**Travail demandé:**
Recopiez intégralement, sans la moindre modification, le texte ci-dessous sur la pluie et le Tour de France.

**Texte support:**
◆ ◆ ◆ ◆ ◆ ◆ ◆
Sans fil conducteur

Des crachats d’averses adoucissaient l’atmosphère. Je devais dire plutôt : inondaient mon esprit. Ils me parvenaient à travers les ondes de la radio. Le reporter annonçait ce matin qu’une légère pluie gênait les coureurs lors de la deuxième étape du Tour de France. Par contre, moi à leur place, j’y trouverai un énorme plaisir.

Ne s’agit-il pas de larmes d’anges ! En tout cas c’est l’explication magnifique que me donnait ma nurse Khoueira, qu’Allah aie son âme, au sujet du phénomène de la pluie. Comme son fils, Ebesh, mon frère de lait, je m’accrochais à ce qu’elle nous racontait quand nous étions petits. Et ses histoires, belles et magiques, m’accompagnent encore.

En suivant ce matin la plus grande compétition cycliste au monde, je me mis à lécher, à distance, les gouttelettes des larmes d’anges qui tombaient sur les coureurs, tout en pensant à autre chose.
◆ ◆ ◆ ◆ ◆ ◆ ◆
**Données enregistrées:**
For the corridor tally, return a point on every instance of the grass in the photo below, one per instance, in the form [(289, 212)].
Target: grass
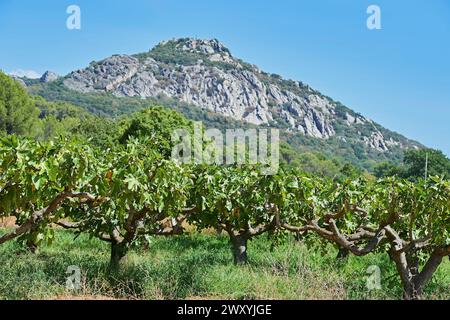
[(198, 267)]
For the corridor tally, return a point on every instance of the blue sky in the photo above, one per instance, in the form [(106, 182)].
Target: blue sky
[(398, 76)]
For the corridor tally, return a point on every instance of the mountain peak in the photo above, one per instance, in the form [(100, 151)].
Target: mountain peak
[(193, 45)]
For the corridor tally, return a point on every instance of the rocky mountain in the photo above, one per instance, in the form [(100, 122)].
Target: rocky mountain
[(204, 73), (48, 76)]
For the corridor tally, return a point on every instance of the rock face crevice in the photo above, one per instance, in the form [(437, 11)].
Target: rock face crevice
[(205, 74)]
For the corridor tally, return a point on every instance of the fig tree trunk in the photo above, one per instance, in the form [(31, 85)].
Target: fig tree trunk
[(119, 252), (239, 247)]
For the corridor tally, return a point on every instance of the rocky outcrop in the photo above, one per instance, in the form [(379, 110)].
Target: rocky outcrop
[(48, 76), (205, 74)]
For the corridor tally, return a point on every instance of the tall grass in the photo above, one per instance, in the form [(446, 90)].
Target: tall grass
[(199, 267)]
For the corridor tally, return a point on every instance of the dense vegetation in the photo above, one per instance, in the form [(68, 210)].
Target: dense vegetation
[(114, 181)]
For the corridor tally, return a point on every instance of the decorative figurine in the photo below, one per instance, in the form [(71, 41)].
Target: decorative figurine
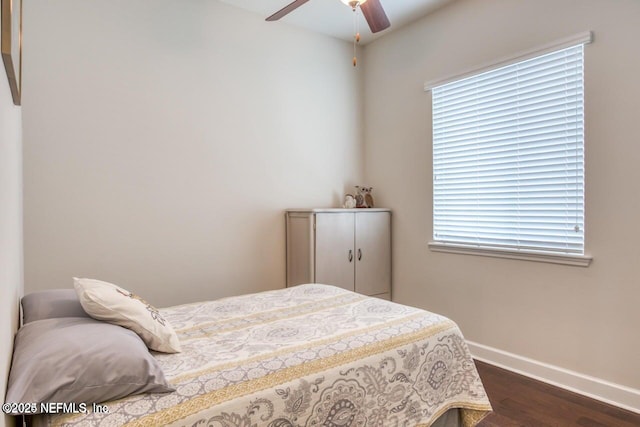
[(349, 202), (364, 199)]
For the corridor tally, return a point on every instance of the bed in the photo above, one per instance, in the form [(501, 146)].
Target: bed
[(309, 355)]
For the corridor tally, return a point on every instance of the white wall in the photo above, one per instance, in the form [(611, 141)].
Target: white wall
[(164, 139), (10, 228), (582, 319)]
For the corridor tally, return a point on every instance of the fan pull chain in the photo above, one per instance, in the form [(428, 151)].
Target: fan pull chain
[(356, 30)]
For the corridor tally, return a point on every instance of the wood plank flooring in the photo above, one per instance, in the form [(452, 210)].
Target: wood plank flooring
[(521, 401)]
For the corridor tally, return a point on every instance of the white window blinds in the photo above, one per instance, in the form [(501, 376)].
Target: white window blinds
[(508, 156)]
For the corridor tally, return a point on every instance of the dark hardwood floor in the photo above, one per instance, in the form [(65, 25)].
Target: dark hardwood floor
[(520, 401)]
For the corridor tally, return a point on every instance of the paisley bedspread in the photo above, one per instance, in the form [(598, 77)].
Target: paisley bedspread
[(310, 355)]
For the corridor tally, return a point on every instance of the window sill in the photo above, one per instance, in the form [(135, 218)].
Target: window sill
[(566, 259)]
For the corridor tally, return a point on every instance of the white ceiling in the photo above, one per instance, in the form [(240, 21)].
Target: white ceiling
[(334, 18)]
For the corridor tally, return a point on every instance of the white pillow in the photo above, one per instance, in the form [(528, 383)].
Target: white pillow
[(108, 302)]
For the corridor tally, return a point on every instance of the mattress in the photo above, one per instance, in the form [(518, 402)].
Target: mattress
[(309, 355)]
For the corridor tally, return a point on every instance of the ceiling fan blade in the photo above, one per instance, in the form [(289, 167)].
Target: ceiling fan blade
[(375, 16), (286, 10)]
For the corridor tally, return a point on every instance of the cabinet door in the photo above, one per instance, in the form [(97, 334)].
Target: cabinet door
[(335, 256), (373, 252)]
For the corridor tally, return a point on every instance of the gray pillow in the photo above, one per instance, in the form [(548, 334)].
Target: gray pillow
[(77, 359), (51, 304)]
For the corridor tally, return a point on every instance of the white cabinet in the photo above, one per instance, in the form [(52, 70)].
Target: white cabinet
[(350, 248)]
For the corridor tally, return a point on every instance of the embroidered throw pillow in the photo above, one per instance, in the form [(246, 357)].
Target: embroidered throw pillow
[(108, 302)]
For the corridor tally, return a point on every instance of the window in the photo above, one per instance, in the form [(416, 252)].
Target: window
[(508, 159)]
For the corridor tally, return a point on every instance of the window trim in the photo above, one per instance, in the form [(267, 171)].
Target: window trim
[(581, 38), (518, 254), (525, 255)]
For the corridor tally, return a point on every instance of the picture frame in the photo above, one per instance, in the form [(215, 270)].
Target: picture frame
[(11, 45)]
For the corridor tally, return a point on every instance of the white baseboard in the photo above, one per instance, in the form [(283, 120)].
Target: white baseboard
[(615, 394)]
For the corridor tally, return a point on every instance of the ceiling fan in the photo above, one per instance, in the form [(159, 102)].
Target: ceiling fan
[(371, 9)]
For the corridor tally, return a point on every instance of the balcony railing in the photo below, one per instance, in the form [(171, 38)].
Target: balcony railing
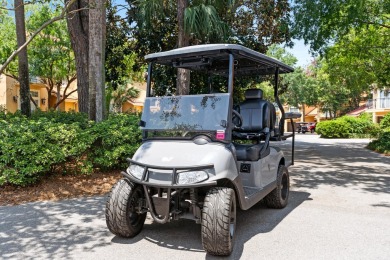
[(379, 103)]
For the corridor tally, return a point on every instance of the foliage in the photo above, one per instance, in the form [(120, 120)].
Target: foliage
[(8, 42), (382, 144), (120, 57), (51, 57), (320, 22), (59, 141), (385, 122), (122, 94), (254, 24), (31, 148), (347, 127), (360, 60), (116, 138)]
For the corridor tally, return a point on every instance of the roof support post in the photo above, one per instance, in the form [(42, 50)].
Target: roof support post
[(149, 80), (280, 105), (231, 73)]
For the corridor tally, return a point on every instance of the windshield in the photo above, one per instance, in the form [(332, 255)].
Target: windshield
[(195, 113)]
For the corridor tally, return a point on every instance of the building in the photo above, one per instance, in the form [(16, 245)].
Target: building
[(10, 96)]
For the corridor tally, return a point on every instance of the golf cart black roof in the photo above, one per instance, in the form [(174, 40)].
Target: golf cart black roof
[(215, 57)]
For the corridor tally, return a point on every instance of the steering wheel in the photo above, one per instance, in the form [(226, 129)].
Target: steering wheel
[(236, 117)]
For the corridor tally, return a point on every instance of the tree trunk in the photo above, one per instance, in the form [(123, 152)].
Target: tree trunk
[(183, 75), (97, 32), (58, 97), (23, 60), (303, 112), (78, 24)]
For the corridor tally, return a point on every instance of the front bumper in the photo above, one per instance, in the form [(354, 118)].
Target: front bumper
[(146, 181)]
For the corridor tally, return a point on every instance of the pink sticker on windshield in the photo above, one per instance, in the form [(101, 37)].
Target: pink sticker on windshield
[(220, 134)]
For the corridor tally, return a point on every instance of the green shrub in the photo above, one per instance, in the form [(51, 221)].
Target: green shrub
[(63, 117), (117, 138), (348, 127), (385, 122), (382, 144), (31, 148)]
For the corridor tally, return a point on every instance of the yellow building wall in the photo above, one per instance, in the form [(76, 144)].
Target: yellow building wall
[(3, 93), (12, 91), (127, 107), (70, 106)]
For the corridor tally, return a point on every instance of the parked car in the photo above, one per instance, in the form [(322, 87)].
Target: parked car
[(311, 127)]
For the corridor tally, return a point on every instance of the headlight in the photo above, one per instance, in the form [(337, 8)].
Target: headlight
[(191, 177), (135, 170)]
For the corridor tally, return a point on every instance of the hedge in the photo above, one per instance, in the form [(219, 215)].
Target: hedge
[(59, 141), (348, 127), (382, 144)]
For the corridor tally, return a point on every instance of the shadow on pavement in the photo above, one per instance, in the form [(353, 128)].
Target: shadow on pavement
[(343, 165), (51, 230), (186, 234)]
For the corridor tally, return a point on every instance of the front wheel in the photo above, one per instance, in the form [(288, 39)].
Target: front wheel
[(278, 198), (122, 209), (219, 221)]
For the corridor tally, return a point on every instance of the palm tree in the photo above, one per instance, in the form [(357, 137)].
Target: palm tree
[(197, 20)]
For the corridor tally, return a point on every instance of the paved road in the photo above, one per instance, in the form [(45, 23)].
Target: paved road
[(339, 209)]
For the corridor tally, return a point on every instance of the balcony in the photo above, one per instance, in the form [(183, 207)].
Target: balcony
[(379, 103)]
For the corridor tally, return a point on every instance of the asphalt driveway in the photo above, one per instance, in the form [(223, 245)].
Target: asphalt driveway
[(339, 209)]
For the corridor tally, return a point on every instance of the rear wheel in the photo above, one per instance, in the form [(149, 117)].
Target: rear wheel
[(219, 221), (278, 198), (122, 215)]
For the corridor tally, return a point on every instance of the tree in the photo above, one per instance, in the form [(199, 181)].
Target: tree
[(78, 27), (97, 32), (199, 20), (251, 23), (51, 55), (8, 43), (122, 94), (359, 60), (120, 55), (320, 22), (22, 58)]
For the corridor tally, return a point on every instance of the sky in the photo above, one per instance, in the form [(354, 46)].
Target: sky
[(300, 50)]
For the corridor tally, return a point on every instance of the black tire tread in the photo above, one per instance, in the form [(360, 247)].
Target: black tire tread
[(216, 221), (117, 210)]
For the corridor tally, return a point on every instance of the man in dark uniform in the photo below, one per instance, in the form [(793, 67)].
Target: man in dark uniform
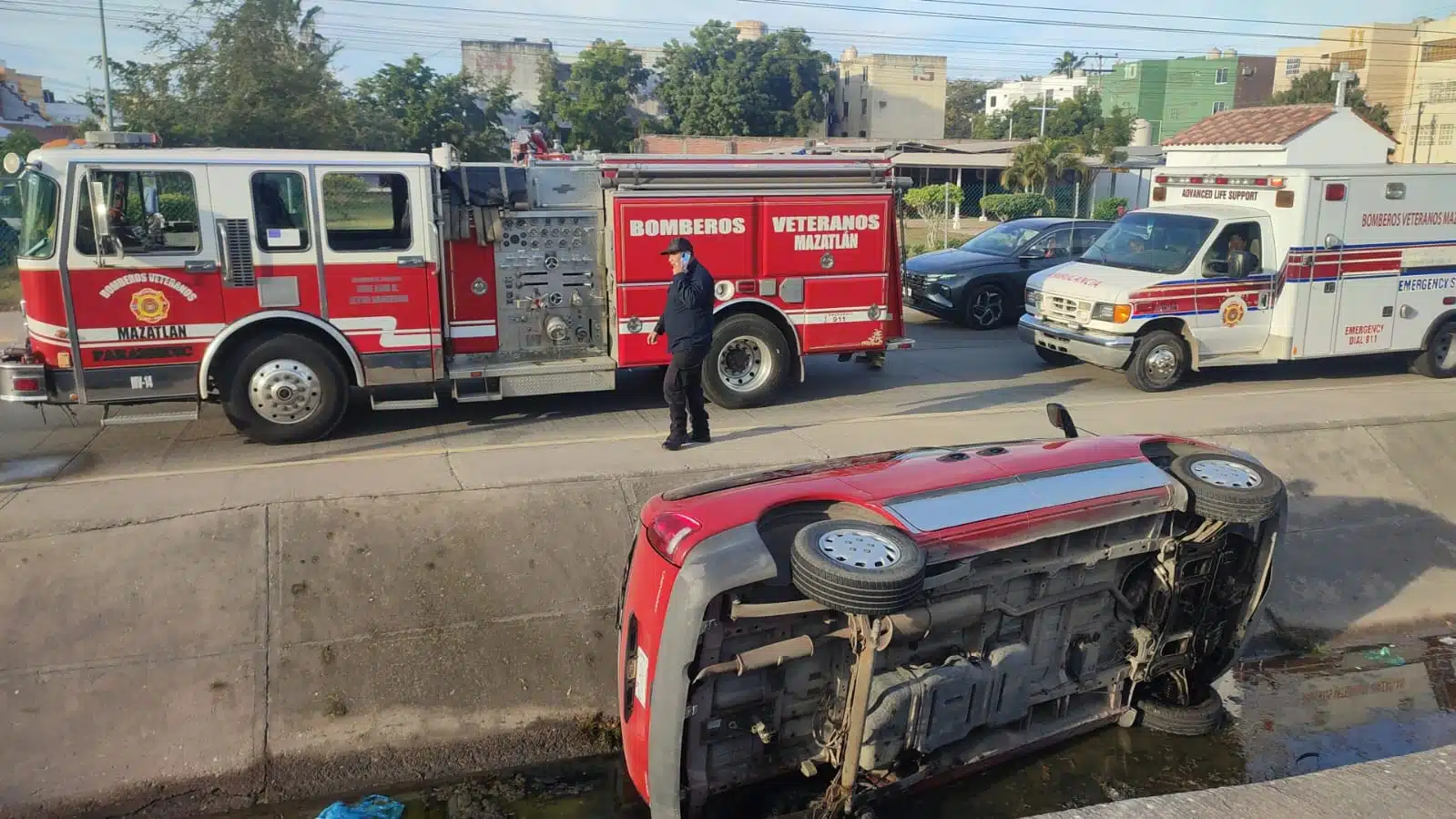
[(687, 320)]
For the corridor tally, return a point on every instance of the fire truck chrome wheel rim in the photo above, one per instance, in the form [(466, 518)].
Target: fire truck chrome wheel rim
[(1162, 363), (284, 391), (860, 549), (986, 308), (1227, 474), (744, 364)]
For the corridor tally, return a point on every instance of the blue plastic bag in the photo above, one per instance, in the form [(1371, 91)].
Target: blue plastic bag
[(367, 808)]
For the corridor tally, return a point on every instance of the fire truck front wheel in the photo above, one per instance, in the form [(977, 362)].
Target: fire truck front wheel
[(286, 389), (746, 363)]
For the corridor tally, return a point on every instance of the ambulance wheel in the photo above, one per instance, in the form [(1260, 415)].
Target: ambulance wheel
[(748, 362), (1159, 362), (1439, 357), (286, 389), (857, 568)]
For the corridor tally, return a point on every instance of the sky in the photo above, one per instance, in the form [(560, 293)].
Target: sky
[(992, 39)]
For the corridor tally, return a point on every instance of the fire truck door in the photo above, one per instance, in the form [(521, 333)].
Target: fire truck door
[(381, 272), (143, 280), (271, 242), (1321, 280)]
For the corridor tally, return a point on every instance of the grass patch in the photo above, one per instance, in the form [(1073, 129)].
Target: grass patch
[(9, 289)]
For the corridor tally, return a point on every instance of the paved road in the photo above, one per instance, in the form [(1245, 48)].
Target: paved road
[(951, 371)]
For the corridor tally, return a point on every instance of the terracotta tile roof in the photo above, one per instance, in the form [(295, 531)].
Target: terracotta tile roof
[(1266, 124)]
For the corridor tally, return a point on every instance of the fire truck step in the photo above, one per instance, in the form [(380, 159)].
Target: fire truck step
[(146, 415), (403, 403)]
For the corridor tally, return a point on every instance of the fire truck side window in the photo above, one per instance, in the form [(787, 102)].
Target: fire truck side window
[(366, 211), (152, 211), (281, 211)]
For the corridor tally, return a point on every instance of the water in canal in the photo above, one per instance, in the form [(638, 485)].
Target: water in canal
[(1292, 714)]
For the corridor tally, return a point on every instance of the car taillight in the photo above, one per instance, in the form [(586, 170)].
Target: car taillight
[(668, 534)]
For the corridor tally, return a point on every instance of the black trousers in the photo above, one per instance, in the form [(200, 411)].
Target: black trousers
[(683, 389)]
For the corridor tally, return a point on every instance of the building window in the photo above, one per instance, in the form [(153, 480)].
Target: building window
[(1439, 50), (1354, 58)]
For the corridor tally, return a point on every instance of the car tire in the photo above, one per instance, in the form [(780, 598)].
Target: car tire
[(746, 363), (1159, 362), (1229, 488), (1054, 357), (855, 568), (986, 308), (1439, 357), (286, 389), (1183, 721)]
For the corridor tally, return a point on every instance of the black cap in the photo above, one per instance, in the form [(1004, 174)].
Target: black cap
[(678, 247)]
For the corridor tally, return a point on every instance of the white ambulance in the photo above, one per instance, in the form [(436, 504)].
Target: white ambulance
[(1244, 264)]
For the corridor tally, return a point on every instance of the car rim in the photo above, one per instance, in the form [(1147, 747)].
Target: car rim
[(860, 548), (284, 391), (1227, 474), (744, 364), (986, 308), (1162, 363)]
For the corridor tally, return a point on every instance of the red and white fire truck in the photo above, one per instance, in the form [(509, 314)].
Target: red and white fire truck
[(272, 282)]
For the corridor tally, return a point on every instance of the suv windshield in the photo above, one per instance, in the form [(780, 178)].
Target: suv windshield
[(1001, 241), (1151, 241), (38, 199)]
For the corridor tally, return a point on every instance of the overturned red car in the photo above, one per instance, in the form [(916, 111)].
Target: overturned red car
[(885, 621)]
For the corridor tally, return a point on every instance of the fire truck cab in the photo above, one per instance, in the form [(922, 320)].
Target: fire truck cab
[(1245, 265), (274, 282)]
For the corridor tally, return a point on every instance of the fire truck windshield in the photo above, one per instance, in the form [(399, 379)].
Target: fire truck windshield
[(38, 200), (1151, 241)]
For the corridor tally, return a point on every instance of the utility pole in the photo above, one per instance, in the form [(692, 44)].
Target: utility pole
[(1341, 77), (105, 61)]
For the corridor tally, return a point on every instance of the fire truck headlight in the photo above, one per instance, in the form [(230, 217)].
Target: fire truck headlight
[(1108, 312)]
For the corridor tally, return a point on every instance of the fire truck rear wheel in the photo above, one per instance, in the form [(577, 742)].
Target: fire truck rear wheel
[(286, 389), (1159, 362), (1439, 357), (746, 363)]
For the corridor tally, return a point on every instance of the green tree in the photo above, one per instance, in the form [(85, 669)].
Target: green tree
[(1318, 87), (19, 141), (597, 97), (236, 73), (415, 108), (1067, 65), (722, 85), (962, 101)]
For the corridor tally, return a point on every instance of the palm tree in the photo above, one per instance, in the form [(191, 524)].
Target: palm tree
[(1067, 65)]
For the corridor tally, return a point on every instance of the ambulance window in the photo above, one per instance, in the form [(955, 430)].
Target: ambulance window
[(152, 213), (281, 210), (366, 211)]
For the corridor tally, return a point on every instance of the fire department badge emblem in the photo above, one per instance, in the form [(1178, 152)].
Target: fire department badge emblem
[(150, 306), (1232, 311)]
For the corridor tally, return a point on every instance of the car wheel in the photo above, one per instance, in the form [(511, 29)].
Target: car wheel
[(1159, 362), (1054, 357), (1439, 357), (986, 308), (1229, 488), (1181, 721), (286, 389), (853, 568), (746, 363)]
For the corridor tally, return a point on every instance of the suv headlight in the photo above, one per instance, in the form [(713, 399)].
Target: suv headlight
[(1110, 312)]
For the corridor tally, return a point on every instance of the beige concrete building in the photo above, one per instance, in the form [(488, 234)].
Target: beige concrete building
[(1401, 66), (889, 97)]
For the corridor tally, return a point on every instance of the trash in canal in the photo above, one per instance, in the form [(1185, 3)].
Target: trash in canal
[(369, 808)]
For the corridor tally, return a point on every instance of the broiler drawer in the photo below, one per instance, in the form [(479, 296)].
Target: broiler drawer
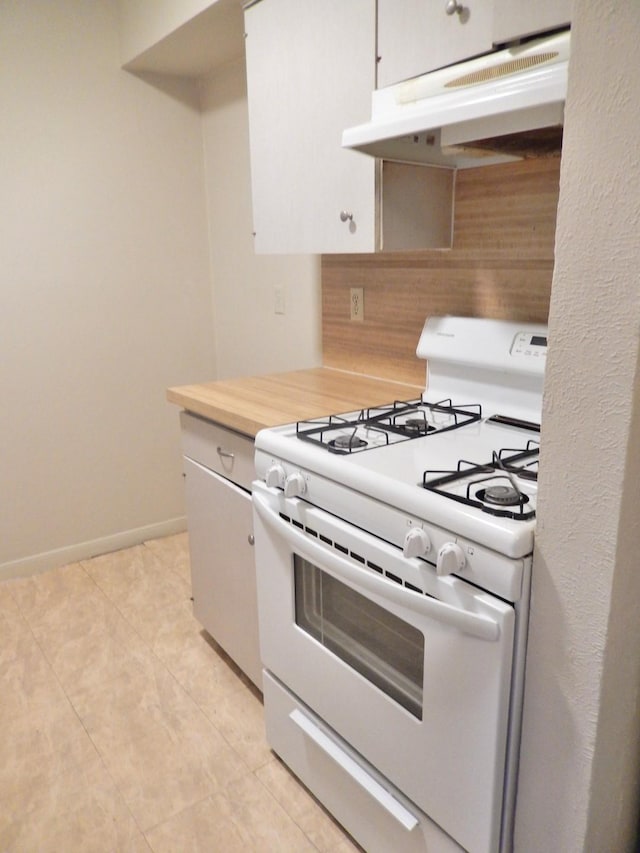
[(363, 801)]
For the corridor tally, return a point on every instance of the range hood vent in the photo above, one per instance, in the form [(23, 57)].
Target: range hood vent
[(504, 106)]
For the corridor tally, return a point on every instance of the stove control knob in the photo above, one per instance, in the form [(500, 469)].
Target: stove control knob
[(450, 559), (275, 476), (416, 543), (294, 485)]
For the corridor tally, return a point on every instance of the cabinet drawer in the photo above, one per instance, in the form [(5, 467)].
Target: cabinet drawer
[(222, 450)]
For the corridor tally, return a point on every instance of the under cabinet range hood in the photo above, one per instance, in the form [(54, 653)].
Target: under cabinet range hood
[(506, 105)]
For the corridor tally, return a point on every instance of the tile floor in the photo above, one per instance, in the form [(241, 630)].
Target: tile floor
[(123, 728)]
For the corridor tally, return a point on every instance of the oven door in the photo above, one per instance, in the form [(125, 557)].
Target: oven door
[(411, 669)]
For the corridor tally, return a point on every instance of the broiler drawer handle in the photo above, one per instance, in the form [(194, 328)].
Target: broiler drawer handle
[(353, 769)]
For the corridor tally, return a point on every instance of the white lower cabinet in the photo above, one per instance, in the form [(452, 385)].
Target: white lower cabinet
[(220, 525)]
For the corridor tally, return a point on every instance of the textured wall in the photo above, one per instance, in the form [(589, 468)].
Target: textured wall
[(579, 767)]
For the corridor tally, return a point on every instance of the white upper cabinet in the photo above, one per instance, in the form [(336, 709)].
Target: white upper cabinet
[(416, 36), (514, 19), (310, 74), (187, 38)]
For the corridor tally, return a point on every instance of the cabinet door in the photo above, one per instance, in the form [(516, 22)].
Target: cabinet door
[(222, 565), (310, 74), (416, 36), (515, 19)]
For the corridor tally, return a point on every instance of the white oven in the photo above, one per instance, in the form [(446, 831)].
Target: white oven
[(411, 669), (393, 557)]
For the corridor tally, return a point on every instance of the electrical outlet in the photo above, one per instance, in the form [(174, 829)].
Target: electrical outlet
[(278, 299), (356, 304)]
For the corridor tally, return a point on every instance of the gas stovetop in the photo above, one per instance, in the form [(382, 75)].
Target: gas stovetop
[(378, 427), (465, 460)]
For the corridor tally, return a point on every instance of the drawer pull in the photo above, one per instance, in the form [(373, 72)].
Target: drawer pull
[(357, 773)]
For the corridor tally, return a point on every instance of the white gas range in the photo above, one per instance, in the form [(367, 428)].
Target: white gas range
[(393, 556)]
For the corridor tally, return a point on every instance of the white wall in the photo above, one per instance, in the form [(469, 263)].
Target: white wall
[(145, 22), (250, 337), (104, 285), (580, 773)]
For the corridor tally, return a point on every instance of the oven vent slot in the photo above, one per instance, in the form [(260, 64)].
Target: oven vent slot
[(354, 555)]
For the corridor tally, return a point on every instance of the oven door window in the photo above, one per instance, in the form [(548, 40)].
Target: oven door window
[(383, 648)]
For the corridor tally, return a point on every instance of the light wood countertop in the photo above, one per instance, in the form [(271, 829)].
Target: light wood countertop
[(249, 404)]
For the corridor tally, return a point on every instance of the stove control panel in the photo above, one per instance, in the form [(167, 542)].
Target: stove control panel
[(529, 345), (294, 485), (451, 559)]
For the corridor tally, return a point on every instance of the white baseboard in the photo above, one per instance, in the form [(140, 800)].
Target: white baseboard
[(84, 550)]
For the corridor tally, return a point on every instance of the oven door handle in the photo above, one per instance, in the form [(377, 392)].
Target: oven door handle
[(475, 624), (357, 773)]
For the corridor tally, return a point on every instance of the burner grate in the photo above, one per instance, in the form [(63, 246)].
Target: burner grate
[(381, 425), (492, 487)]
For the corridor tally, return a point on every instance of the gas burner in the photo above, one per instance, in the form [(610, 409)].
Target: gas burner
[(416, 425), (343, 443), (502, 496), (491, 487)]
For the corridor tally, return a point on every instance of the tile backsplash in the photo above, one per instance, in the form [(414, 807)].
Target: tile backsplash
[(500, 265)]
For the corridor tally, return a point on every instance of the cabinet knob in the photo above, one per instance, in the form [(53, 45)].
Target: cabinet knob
◆ ◆ ◆ ◆ ◆ ◆ ◆
**Réponse ci-dessous:**
Sans fil conducteur

Des crachats d’averses adoucissaient l’atmosphère. Je devais dire plutôt : inondaient mon esprit. Ils me parvenaient à travers les ondes de la radio. Le reporter annonçait ce matin qu’une légère pluie gênait les coureurs lors de la deuxième étape du Tour de France. Par contre, moi à leur place, j’y trouverai un énorme plaisir.

Ne s’agit-il pas de larmes d’anges ! En tout cas c’est l’explication magnifique que me donnait ma nurse Khoueira, qu’Allah aie son âme, au sujet du phénomène de la pluie. Comme son fils, Ebesh, mon frère de lait, je m’accrochais à ce qu’elle nous racontait quand nous étions petits. Et ses histoires, belles et magiques, m’accompagnent encore.

En suivant ce matin la plus grande compétition cycliste au monde, je me mis à lécher, à distance, les gouttelettes des larmes d’anges qui tombaient sur les coureurs, tout en pensant à autre chose.